▶ [Data supplied]
BEGIN
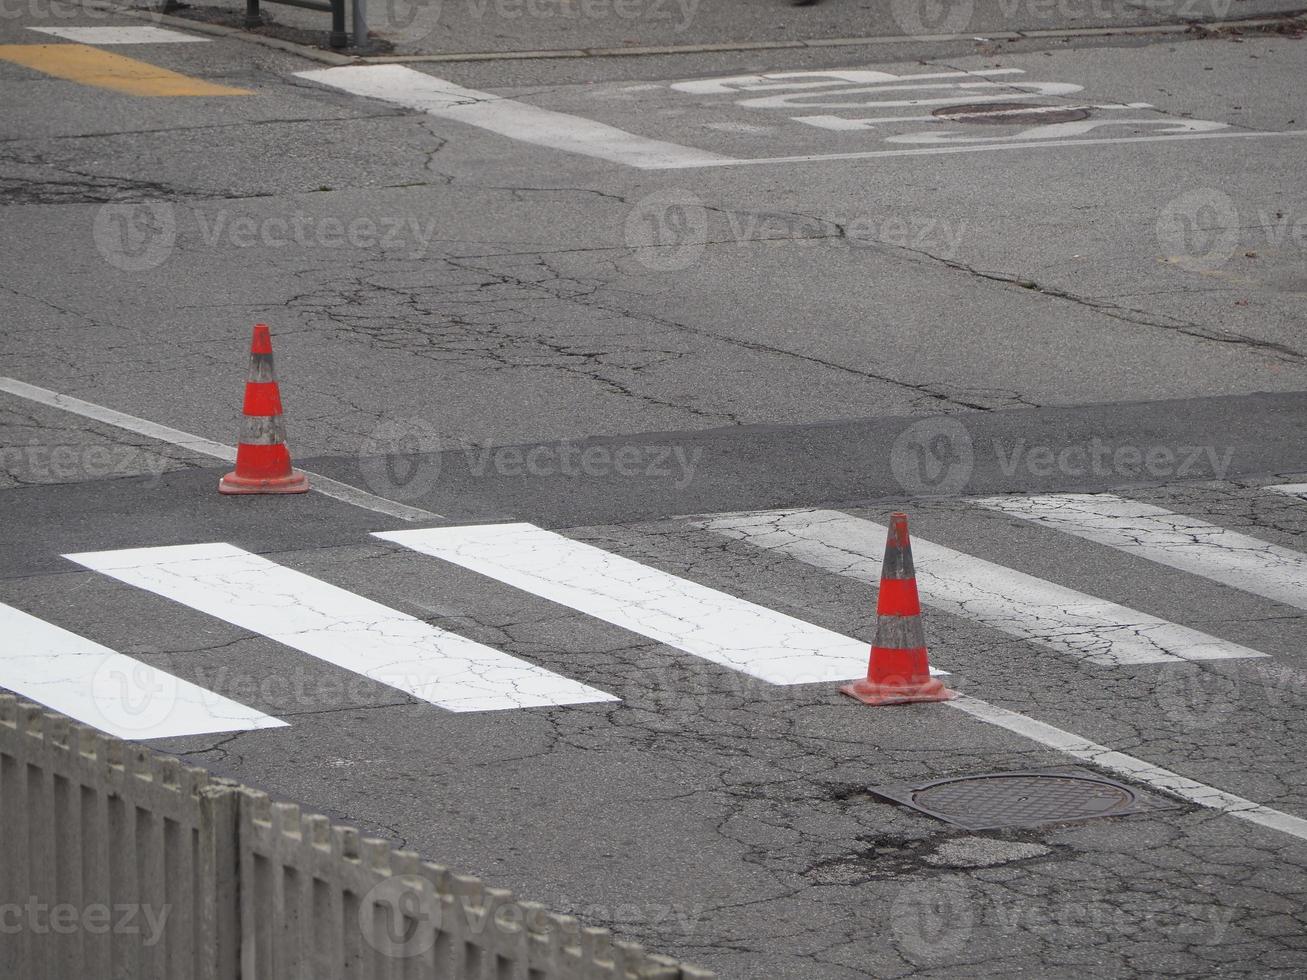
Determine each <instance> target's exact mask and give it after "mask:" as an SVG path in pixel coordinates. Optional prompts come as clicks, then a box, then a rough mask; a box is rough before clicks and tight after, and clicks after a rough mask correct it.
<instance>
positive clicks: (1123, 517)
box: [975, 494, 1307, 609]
END
BEGIN
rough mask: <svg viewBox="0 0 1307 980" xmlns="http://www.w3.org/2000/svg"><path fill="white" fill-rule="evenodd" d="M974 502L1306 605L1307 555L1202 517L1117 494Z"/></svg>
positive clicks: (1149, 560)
END
▶ [Task details] Your answer should be each line of the data that contains the word "positive", copied as it stands.

▶ [Answer section]
positive clicks: (1123, 517)
positive clicks: (1149, 560)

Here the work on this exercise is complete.